● **Instrucción**:
En el texto sobre los recuerdos del colegio de Comillas, comienza en el punto que contiene las palabras "A mí me acometí" y detente después de "que otra cicatriz.". Copia ese tramo y cambia "latín" por "griego".

● **Fragmento del documento**:

A mí me acometí la sensación de
que todo iba a pegar un vuelco y un poco de tolerancia y de bondad no vendría
mal. El padre Eguillor, profesor de latín junto con el P. Rábago, practicaba lo
que en las public schools británicas se llama el streaming o la selección a
cara de perro. Puede que dicho procedimiento restrictivo puede abocar a las
mejores candidaturas pero se corre el riesgo de una mala educación sentimental
con la que se falta a la caridad y se puede echar a perder a un niño que crecerá
con muchos complejos y será un hombre marcado. Cela me libra aun hoy de los
penosos recuerdos que tengo de Comillas. Aun conservo alguna que otra cicatriz.
Sin embargo entre los Padres
los había malos malísimos como el mencionado vasco al que recuerdo con sus
pelos de punta como si fuese una brocha y buenos buenísimos como el padre Heras
un arandino que a mí me recordaba al cura de Ars. Pasaba de noche con la
linterna por nuestro dormitorio corrido y como me viese llorando me decía que
no me preocupara que todo se arreglará. Este maestrillo o novicio jesuita que
estaba haciendo la probatura fue el que ejerciendo de bibliotecario nos sacaba
de la biblioteca del Seminario Mayor los relatos de Cela y nos los prestaba
bajo cuerda. Los superiores si no habían puesto toda la obra de Cela en el
Índice de prohibidos al menos los habían marcado con un “caveat” esto es “ojo”.

● **Datos de origen**:
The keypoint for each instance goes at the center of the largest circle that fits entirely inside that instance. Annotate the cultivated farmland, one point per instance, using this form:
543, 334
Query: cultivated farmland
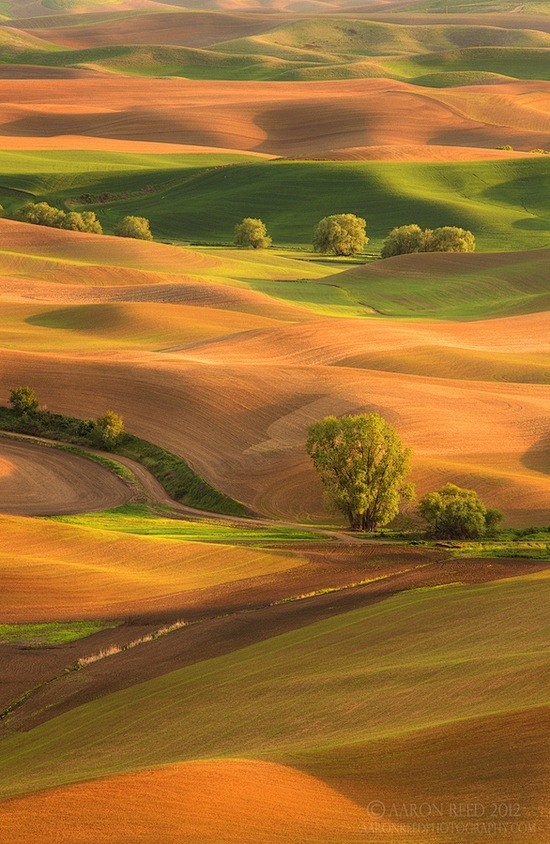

● **Respuesta del ejercicio**:
A mí me acometí la sensación de
que todo iba a pegar un vuelco y un poco de tolerancia y de bondad no vendría
mal. El padre Eguillor, profesor de griego junto con el P. Rábago, practicaba lo
que en las public schools británicas se llama el streaming o la selección a
cara de perro. Puede que dicho procedimiento restrictivo puede abocar a las
mejores candidaturas pero se corre el riesgo de una mala educación sentimental
con la que se falta a la caridad y se puede echar a perder a un niño que crecerá
con muchos complejos y será un hombre marcado. Cela me libra aun hoy de los
penosos recuerdos que tengo de Comillas. Aun conservo alguna que otra cicatriz.